DO THIS
The records that follow must be repeated verbatim, every one of them.

────────────────────

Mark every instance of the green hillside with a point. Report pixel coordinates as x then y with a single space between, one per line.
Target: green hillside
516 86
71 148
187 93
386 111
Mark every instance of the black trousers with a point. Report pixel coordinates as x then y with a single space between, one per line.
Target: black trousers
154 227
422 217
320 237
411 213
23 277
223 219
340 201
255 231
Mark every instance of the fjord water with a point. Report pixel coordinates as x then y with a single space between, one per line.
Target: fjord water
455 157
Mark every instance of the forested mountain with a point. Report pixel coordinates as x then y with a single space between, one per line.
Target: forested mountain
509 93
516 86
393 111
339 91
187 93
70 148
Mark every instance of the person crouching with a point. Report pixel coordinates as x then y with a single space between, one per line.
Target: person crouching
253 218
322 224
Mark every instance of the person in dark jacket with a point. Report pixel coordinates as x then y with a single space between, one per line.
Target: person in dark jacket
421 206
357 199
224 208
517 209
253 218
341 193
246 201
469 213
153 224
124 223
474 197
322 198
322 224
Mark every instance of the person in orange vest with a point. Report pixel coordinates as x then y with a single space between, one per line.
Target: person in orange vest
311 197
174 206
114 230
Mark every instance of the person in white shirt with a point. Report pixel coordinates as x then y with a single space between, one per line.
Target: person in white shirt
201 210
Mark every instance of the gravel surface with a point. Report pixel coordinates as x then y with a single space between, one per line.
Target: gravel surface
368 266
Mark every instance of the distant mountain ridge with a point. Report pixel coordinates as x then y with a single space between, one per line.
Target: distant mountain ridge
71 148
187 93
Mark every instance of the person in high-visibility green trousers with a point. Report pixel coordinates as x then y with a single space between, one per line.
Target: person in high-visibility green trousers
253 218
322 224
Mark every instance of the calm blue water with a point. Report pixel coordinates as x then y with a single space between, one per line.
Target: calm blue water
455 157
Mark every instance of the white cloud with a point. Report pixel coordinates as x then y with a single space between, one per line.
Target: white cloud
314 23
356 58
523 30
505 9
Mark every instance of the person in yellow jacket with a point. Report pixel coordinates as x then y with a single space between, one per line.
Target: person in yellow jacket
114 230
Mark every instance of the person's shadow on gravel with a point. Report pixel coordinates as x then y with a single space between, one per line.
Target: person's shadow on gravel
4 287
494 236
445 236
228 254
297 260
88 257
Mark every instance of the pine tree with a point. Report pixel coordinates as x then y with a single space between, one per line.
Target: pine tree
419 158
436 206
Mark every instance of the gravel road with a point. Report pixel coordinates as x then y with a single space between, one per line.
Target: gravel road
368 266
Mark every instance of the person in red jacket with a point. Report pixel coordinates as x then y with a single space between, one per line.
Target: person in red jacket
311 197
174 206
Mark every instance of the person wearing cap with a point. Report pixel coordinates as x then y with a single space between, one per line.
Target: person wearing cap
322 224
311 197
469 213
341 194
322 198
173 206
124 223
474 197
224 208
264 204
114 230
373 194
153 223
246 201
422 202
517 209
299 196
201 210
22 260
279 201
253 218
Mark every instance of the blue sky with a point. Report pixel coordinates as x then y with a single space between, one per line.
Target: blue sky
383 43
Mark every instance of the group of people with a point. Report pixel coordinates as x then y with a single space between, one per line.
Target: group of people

────────────────────

OUTPUT FOR THIS EXERCISE
Mark every instance of the green hillside with a point. Report pixel coordinates as x then y with a single space between, one per line.
Target: green hillside
516 86
71 148
187 93
386 111
Mark every instance of the black trousers with a point. Report pixel coordinates as x then y with a single space between, one per line.
Target: black trousers
154 227
422 217
320 237
411 213
23 277
223 219
340 201
255 231
Mark every instance of the fjord water with a point. Report pixel coordinates as x then y with a single space between, one per line.
Target: fjord water
455 157
Mark every instance of the forested mountain with a point. Report pixel coordinates as x then y with a single space between, one per line.
Target: forested mountain
509 93
516 86
393 111
339 91
187 93
70 148
Mark every instance of the person crouching with a point. Report pixel coordinates as x then y with a single space between, one per line.
Target: person crouching
253 218
322 224
Mark every instance of the person in dark jacket with a point. Report pixel coordinates as x then y with a single space between, one per line.
Target: person in dark jacket
421 206
357 199
224 208
517 209
253 218
341 193
246 201
469 213
153 224
124 223
474 197
322 198
322 224
Mark every instance of the person in orange vest with a point. Report pixel coordinates as x then y with a single space between, one per line.
Target: person in orange vest
311 197
174 206
114 230
Mark every instance of the person in white shirt with a point. Report pixel coordinates as x then y with a single space between, one per line.
Target: person in white shirt
201 210
Mark every instance of the gravel surface with a point. Report pixel coordinates as x then y with a single space between, one per line.
Target: gravel surface
368 266
Mark every instance of the distant mountain ridge with a point. Report pixel coordinates as x then y with a single space between, one per line.
Target: distant mountain ridge
71 148
187 93
Mark every instance of the person in high-visibility green trousers with a point. Report pixel coordinates as x then y with a single space between, one per line.
Target: person in high-visibility green trousers
253 218
322 224
Mark every instance of the calm blue water with a point. Report pixel coordinates as x then y with a single space between, one per line.
Target: calm blue water
455 157
Mark every instance of the white cloud with a point. Report pixel coordinates as x then y with a single space between, one per line.
Target: white cloud
314 23
356 58
523 30
505 9
Mark every instance of the person in yellow jacket with a point. Report pixel coordinates as x then y with a single space between, one per line.
Target: person in yellow jacket
114 230
Mark every instance of the person's shadow on gravel with a point. Report pixel coordinates as x then y with a single space between, one per line.
Target: person's shadow on gravel
4 287
494 236
445 236
228 254
297 260
88 257
Mark every instance of the pine tree with a point. Report pixel coordinates as x then y with a single space between, one per line.
Target: pine tree
419 158
436 206
Mark every instance of the gravel road with a point. Report pixel coordinates as x then y with a single space between, one per line.
Target: gravel road
368 266
Mark every instance of the person in red jacket with a point. Report pixel coordinates as x then y with a single space between, one per line.
Target: person in red jacket
311 197
174 206
Mark every instance of the person wearing cap with a point. Report pixel coordinates as x then y with a single space between, one per line.
Target: person wearing cap
322 224
311 197
469 213
341 194
322 198
173 206
124 223
474 197
224 208
264 204
114 230
373 194
153 223
246 201
422 202
517 209
299 196
201 210
22 260
279 201
253 218
Mark every instance of the blue sky with a point. Report pixel coordinates as x then y with a single space between, one per line.
Target: blue sky
383 43
Mark every instance of the group of people with a point. Report pixel coordinates as x then y with a single space between, one per line.
Target: group of people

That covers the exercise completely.